» **Brief**:
Repeat the entire listing exactly as written.

— Start Records for this task —

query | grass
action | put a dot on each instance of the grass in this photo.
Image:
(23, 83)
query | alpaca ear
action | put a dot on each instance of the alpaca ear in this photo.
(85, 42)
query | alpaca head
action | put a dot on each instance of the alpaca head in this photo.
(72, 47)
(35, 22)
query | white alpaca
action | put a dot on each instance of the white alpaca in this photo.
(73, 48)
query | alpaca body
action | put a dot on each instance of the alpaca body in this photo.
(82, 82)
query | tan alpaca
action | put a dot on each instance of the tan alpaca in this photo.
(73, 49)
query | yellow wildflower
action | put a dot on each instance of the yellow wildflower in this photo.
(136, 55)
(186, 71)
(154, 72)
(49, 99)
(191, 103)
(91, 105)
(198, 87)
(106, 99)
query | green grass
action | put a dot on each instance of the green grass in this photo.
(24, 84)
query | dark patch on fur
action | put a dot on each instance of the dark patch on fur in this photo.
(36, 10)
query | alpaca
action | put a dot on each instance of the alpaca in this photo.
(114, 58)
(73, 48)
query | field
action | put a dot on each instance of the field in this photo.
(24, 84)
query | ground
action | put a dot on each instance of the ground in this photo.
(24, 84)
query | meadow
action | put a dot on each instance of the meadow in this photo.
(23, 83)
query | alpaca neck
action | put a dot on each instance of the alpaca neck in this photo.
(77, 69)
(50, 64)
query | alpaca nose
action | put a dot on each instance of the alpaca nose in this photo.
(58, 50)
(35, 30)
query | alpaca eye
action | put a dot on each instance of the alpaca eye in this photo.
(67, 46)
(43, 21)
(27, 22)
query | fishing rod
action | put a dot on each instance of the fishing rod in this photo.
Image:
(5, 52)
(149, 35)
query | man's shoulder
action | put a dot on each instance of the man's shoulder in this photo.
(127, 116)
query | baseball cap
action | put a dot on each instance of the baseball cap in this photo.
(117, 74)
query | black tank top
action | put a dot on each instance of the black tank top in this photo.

— End Records for this task —

» **Result of this task**:
query | grass
action | put a dot on each instance of the grass in this photo.
Image:
(23, 83)
query | alpaca ear
action | put a dot on each instance of the alpaca ear in this photo.
(85, 42)
query | alpaca head
action | put a dot on each instance of the alpaca head in this photo.
(72, 47)
(35, 22)
query | white alpaca
action | put a dot on each instance of the white alpaca in this photo.
(73, 48)
query | alpaca body
action | put a dot on each instance of the alpaca body in this photo.
(82, 82)
query | tan alpaca
action | put a dot on each instance of the tan alpaca in this photo.
(73, 49)
query | yellow wildflower
action | put a dot on each instance of the yellow wildflower in this photo.
(136, 55)
(186, 71)
(154, 72)
(49, 99)
(191, 103)
(91, 105)
(198, 87)
(106, 99)
query | green grass
action | put a dot on each instance of the green grass in this photo.
(24, 84)
query | dark patch on fur
action | put a dot on each instance of the dark patch on fur in this photo.
(36, 10)
query | alpaca
action | put a dot on each instance of the alpaca in this photo.
(114, 58)
(73, 48)
query | field
action | put a dot on each instance of the field in this photo.
(24, 84)
query | ground
action | put a dot on each instance of the ground in this photo.
(24, 84)
query | meadow
action | put a dot on each instance of the meadow in this photo.
(23, 83)
query | alpaca neck
action | put a dot on each instance of the alpaca neck in this photo.
(77, 69)
(50, 64)
query | alpaca nose
action | put a dot on each instance of the alpaca nose in this photo.
(58, 50)
(35, 30)
query | alpaca eye
action | put a dot on each instance of the alpaca eye in this photo.
(67, 46)
(43, 21)
(27, 22)
query | fishing rod
action | put a dot on each instance of the fishing rod in this photo.
Image:
(5, 52)
(149, 35)
query | man's shoulder
action | put a dot on each instance of the man's shoulder in this photo.
(127, 116)
query | baseball cap
action | put a dot on each instance of the baseball cap in this photo.
(117, 74)
query | black tank top
action | put a dot on each instance of the black tank top in this photo.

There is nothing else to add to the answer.